### Written request
Extract every line of the data below that contains the word "grass", and copy each line in full.
-=-=-=-=-
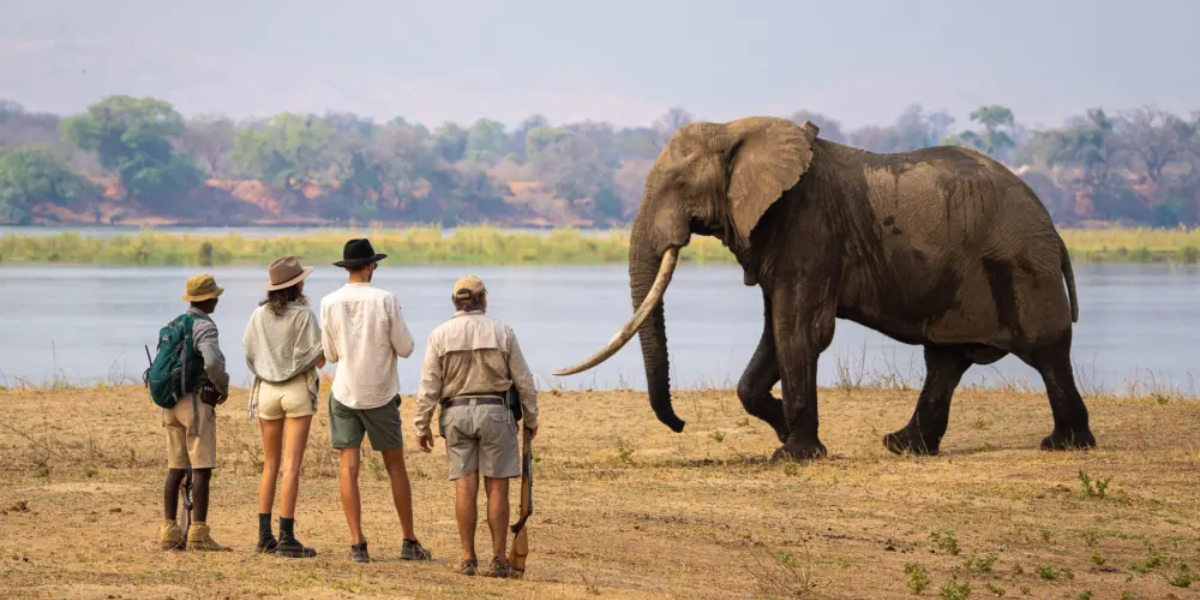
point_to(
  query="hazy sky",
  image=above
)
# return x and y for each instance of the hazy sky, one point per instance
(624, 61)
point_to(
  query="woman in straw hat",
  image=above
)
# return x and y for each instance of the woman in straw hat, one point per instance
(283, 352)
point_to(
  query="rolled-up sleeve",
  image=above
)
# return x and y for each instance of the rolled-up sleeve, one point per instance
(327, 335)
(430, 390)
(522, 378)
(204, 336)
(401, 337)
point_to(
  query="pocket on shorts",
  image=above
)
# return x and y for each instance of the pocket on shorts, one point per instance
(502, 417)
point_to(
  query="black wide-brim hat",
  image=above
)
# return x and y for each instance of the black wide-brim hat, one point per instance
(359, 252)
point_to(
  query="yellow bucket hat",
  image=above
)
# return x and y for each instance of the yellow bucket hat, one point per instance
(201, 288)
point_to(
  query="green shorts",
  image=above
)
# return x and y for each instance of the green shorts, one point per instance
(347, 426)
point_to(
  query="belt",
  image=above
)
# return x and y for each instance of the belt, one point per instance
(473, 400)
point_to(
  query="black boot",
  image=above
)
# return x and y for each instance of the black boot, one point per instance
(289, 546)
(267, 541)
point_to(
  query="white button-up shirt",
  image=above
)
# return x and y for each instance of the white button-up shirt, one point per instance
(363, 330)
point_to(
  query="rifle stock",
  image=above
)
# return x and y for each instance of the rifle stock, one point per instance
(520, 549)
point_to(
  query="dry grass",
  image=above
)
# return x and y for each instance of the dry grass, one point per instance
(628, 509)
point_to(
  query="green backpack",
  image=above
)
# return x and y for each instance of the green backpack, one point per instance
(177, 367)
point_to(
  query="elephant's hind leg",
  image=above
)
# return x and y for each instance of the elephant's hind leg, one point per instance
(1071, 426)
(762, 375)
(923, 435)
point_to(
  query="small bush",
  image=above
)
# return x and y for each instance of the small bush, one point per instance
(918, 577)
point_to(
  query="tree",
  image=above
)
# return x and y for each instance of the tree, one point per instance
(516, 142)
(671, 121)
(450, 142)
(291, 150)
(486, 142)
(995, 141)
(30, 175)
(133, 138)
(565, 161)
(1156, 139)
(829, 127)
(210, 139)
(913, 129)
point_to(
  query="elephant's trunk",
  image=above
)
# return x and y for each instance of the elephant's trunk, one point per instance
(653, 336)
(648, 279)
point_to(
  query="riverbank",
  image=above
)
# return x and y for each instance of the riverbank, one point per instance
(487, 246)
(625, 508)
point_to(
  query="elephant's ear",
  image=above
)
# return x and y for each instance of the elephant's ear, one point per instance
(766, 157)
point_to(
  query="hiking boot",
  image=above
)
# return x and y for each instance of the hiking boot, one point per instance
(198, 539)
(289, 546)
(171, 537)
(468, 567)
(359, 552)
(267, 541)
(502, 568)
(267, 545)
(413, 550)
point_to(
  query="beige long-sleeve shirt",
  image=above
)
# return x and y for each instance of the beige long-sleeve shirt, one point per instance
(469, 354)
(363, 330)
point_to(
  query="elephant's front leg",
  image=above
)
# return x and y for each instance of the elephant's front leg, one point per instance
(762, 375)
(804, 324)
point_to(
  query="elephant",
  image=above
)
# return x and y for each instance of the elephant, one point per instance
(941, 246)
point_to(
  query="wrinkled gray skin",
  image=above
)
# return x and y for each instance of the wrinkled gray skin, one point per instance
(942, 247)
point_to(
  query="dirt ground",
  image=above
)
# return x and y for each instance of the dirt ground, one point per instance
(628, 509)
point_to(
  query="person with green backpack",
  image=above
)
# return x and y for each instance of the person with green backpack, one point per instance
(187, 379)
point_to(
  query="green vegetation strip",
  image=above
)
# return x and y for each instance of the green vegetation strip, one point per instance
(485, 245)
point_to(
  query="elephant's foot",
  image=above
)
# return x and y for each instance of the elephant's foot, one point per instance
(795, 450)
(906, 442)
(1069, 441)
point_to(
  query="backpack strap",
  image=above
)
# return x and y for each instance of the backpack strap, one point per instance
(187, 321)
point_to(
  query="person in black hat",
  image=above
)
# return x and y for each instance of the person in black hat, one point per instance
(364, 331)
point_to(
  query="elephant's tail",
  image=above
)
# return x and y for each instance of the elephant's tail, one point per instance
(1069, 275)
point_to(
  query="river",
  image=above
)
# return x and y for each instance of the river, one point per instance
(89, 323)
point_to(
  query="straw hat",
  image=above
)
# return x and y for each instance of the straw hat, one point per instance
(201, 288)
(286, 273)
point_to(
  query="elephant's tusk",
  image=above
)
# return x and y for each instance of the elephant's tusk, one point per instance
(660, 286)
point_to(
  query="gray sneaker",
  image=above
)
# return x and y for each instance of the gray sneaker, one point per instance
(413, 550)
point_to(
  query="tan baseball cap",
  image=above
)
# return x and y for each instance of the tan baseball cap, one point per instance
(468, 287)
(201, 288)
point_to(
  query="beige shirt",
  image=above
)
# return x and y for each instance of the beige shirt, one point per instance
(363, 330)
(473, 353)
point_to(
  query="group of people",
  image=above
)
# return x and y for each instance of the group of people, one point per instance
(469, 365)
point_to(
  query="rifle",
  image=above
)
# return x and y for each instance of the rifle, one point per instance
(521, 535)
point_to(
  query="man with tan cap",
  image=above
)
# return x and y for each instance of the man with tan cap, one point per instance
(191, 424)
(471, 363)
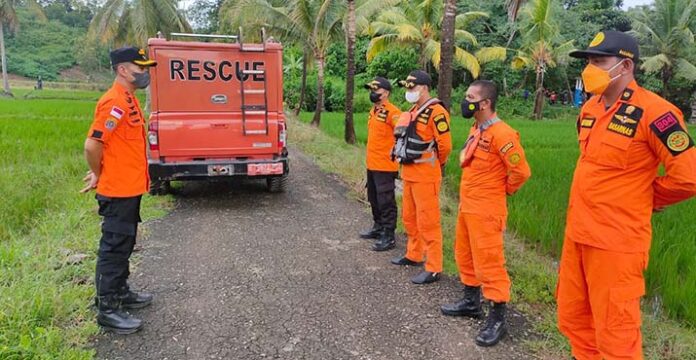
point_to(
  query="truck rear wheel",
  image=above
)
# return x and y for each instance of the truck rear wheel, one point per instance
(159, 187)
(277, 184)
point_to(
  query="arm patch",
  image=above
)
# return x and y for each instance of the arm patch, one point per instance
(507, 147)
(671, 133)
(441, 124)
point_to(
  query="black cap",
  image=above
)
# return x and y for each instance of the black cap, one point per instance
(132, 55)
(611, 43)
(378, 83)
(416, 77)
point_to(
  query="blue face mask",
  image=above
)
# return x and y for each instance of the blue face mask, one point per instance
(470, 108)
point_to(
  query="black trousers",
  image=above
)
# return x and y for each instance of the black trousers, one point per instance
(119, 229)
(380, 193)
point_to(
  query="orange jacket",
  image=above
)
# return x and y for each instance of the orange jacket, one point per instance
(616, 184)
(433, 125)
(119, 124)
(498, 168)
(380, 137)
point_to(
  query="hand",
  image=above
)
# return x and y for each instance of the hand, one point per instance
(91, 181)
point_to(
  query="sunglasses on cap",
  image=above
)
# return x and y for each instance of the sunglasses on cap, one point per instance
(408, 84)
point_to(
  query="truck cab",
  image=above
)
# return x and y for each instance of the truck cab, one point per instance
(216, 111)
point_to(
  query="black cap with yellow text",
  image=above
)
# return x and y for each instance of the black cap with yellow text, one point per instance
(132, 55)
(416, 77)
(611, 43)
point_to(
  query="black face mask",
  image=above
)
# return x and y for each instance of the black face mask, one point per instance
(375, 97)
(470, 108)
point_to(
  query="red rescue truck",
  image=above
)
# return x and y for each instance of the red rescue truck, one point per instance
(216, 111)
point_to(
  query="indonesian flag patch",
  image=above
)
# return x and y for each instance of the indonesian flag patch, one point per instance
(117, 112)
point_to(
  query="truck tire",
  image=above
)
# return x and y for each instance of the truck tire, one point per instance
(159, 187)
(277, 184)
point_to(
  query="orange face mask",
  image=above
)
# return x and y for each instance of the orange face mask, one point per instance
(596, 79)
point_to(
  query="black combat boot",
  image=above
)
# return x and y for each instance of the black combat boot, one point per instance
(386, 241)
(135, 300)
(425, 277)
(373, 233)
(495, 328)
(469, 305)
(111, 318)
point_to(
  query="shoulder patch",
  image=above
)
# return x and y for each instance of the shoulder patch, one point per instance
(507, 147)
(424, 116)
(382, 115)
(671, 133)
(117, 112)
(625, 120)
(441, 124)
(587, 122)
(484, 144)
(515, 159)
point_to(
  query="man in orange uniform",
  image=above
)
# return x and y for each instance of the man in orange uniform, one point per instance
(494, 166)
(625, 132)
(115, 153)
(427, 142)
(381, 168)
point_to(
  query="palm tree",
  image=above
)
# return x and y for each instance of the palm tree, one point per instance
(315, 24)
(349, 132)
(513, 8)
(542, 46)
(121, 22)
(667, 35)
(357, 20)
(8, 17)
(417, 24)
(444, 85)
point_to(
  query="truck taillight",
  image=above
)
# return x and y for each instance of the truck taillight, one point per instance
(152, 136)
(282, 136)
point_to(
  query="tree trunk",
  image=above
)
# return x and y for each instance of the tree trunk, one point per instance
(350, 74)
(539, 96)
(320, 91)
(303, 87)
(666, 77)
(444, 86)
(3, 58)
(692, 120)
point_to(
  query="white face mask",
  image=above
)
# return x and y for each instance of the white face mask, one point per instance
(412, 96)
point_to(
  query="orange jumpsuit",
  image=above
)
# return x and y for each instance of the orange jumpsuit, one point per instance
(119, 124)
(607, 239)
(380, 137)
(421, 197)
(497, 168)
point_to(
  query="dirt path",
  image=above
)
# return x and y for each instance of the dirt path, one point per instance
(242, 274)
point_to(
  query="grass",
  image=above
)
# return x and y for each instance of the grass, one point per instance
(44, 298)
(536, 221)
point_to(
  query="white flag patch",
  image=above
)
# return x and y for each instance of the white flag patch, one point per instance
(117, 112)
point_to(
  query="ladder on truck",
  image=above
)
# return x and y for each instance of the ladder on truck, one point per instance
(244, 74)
-=-=-=-=-
### Final answer
  query="dry grass",
# return x and y for each instance of the dry grass, one point per instance
  query="grass",
# return x and y for each instance of the grass, one point per instance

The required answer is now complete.